__Problem description__: Count how many lines in the rows below contain the string "yellow", treating uppercase and lowercase letters as different. Give only the number.

__Entries for labeling bounding boxes__:

━━━━━━

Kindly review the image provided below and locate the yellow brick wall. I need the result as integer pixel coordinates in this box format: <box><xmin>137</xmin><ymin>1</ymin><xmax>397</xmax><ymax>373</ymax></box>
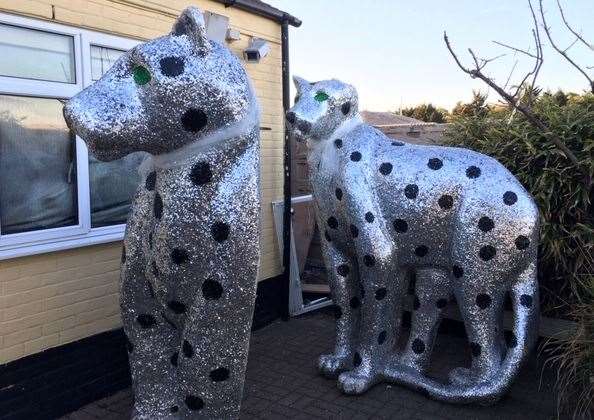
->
<box><xmin>0</xmin><ymin>0</ymin><xmax>283</xmax><ymax>364</ymax></box>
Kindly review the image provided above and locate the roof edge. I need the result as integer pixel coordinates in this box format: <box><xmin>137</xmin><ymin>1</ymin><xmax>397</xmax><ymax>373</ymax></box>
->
<box><xmin>215</xmin><ymin>0</ymin><xmax>301</xmax><ymax>28</ymax></box>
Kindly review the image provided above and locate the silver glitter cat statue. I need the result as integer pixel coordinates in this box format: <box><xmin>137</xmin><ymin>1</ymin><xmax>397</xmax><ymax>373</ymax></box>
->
<box><xmin>286</xmin><ymin>77</ymin><xmax>539</xmax><ymax>404</ymax></box>
<box><xmin>64</xmin><ymin>7</ymin><xmax>260</xmax><ymax>419</ymax></box>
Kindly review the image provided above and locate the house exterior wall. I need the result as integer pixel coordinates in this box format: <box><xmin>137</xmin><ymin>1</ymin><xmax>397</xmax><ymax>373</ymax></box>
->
<box><xmin>0</xmin><ymin>0</ymin><xmax>284</xmax><ymax>364</ymax></box>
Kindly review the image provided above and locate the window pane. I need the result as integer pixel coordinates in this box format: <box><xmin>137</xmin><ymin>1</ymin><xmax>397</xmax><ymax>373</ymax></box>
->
<box><xmin>0</xmin><ymin>95</ymin><xmax>78</xmax><ymax>235</ymax></box>
<box><xmin>0</xmin><ymin>24</ymin><xmax>76</xmax><ymax>83</ymax></box>
<box><xmin>89</xmin><ymin>45</ymin><xmax>148</xmax><ymax>227</ymax></box>
<box><xmin>89</xmin><ymin>152</ymin><xmax>148</xmax><ymax>227</ymax></box>
<box><xmin>91</xmin><ymin>45</ymin><xmax>125</xmax><ymax>80</ymax></box>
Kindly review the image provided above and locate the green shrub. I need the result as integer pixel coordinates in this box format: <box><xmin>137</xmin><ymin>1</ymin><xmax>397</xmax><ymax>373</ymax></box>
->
<box><xmin>444</xmin><ymin>94</ymin><xmax>594</xmax><ymax>315</ymax></box>
<box><xmin>445</xmin><ymin>92</ymin><xmax>594</xmax><ymax>418</ymax></box>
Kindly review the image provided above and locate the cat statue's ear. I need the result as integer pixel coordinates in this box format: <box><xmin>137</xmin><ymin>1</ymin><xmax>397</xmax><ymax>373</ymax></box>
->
<box><xmin>171</xmin><ymin>6</ymin><xmax>210</xmax><ymax>53</ymax></box>
<box><xmin>293</xmin><ymin>76</ymin><xmax>311</xmax><ymax>95</ymax></box>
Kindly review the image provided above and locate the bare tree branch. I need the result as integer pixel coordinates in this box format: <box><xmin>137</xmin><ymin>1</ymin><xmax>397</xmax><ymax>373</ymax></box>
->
<box><xmin>539</xmin><ymin>0</ymin><xmax>594</xmax><ymax>93</ymax></box>
<box><xmin>556</xmin><ymin>0</ymin><xmax>594</xmax><ymax>51</ymax></box>
<box><xmin>491</xmin><ymin>41</ymin><xmax>538</xmax><ymax>58</ymax></box>
<box><xmin>443</xmin><ymin>31</ymin><xmax>589</xmax><ymax>171</ymax></box>
<box><xmin>503</xmin><ymin>59</ymin><xmax>518</xmax><ymax>89</ymax></box>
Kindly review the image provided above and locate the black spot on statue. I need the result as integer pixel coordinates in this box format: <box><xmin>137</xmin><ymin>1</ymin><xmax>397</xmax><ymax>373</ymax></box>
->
<box><xmin>210</xmin><ymin>222</ymin><xmax>230</xmax><ymax>242</ymax></box>
<box><xmin>209</xmin><ymin>367</ymin><xmax>229</xmax><ymax>382</ymax></box>
<box><xmin>435</xmin><ymin>298</ymin><xmax>448</xmax><ymax>309</ymax></box>
<box><xmin>186</xmin><ymin>395</ymin><xmax>204</xmax><ymax>411</ymax></box>
<box><xmin>159</xmin><ymin>57</ymin><xmax>184</xmax><ymax>77</ymax></box>
<box><xmin>171</xmin><ymin>248</ymin><xmax>190</xmax><ymax>265</ymax></box>
<box><xmin>392</xmin><ymin>219</ymin><xmax>408</xmax><ymax>233</ymax></box>
<box><xmin>503</xmin><ymin>191</ymin><xmax>518</xmax><ymax>206</ymax></box>
<box><xmin>478</xmin><ymin>216</ymin><xmax>495</xmax><ymax>232</ymax></box>
<box><xmin>169</xmin><ymin>351</ymin><xmax>179</xmax><ymax>367</ymax></box>
<box><xmin>126</xmin><ymin>336</ymin><xmax>134</xmax><ymax>353</ymax></box>
<box><xmin>470</xmin><ymin>342</ymin><xmax>482</xmax><ymax>357</ymax></box>
<box><xmin>136</xmin><ymin>314</ymin><xmax>157</xmax><ymax>328</ymax></box>
<box><xmin>427</xmin><ymin>158</ymin><xmax>443</xmax><ymax>171</ymax></box>
<box><xmin>504</xmin><ymin>331</ymin><xmax>518</xmax><ymax>349</ymax></box>
<box><xmin>410</xmin><ymin>338</ymin><xmax>425</xmax><ymax>354</ymax></box>
<box><xmin>363</xmin><ymin>255</ymin><xmax>375</xmax><ymax>267</ymax></box>
<box><xmin>202</xmin><ymin>280</ymin><xmax>223</xmax><ymax>300</ymax></box>
<box><xmin>167</xmin><ymin>300</ymin><xmax>186</xmax><ymax>315</ymax></box>
<box><xmin>476</xmin><ymin>293</ymin><xmax>491</xmax><ymax>309</ymax></box>
<box><xmin>190</xmin><ymin>162</ymin><xmax>212</xmax><ymax>185</ymax></box>
<box><xmin>182</xmin><ymin>340</ymin><xmax>194</xmax><ymax>359</ymax></box>
<box><xmin>326</xmin><ymin>216</ymin><xmax>338</xmax><ymax>229</ymax></box>
<box><xmin>404</xmin><ymin>184</ymin><xmax>419</xmax><ymax>200</ymax></box>
<box><xmin>514</xmin><ymin>235</ymin><xmax>530</xmax><ymax>250</ymax></box>
<box><xmin>153</xmin><ymin>193</ymin><xmax>163</xmax><ymax>220</ymax></box>
<box><xmin>351</xmin><ymin>152</ymin><xmax>361</xmax><ymax>162</ymax></box>
<box><xmin>358</xmin><ymin>280</ymin><xmax>365</xmax><ymax>299</ymax></box>
<box><xmin>350</xmin><ymin>225</ymin><xmax>359</xmax><ymax>238</ymax></box>
<box><xmin>380</xmin><ymin>162</ymin><xmax>393</xmax><ymax>175</ymax></box>
<box><xmin>334</xmin><ymin>188</ymin><xmax>342</xmax><ymax>201</ymax></box>
<box><xmin>340</xmin><ymin>102</ymin><xmax>351</xmax><ymax>115</ymax></box>
<box><xmin>479</xmin><ymin>245</ymin><xmax>497</xmax><ymax>261</ymax></box>
<box><xmin>144</xmin><ymin>171</ymin><xmax>157</xmax><ymax>191</ymax></box>
<box><xmin>415</xmin><ymin>245</ymin><xmax>429</xmax><ymax>257</ymax></box>
<box><xmin>375</xmin><ymin>287</ymin><xmax>388</xmax><ymax>300</ymax></box>
<box><xmin>520</xmin><ymin>295</ymin><xmax>532</xmax><ymax>308</ymax></box>
<box><xmin>466</xmin><ymin>166</ymin><xmax>481</xmax><ymax>179</ymax></box>
<box><xmin>333</xmin><ymin>305</ymin><xmax>342</xmax><ymax>319</ymax></box>
<box><xmin>151</xmin><ymin>260</ymin><xmax>159</xmax><ymax>277</ymax></box>
<box><xmin>437</xmin><ymin>194</ymin><xmax>454</xmax><ymax>210</ymax></box>
<box><xmin>413</xmin><ymin>295</ymin><xmax>421</xmax><ymax>311</ymax></box>
<box><xmin>181</xmin><ymin>108</ymin><xmax>208</xmax><ymax>133</ymax></box>
<box><xmin>336</xmin><ymin>264</ymin><xmax>351</xmax><ymax>277</ymax></box>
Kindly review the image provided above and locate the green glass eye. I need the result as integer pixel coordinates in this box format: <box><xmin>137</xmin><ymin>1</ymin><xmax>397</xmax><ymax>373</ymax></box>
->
<box><xmin>132</xmin><ymin>66</ymin><xmax>151</xmax><ymax>86</ymax></box>
<box><xmin>314</xmin><ymin>90</ymin><xmax>328</xmax><ymax>102</ymax></box>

━━━━━━

__Answer for this exercise__: 1